» EXERCISE GOAL
Your task is to retype all of the records below with complete accuracy.

---------- RECORDS ----------

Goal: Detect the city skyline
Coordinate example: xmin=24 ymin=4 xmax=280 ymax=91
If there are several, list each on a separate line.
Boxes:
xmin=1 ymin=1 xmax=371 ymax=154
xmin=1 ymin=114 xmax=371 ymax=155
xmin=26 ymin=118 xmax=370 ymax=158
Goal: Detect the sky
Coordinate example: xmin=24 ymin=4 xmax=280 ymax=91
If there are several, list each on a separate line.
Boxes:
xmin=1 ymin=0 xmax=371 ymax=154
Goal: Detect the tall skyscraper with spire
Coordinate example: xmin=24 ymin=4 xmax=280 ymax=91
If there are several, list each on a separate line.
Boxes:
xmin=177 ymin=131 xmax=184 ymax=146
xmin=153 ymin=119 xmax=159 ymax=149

----------

» OUTPUT FOR THIS EXERCISE
Goal: Detect the city skyline
Coordinate example: xmin=24 ymin=4 xmax=280 ymax=91
If there are several, list each on a separate line.
Boxes:
xmin=1 ymin=1 xmax=371 ymax=154
xmin=1 ymin=114 xmax=371 ymax=155
xmin=26 ymin=118 xmax=370 ymax=158
Goal: Detect the sky
Coordinate example: xmin=24 ymin=4 xmax=280 ymax=91
If there are several, list each on a separate line.
Boxes:
xmin=1 ymin=0 xmax=371 ymax=154
Goal: Detect the tall skyscraper with spire
Coordinate example: xmin=24 ymin=4 xmax=280 ymax=91
If there are several, list each on a separate line.
Boxes:
xmin=177 ymin=131 xmax=184 ymax=146
xmin=153 ymin=119 xmax=159 ymax=149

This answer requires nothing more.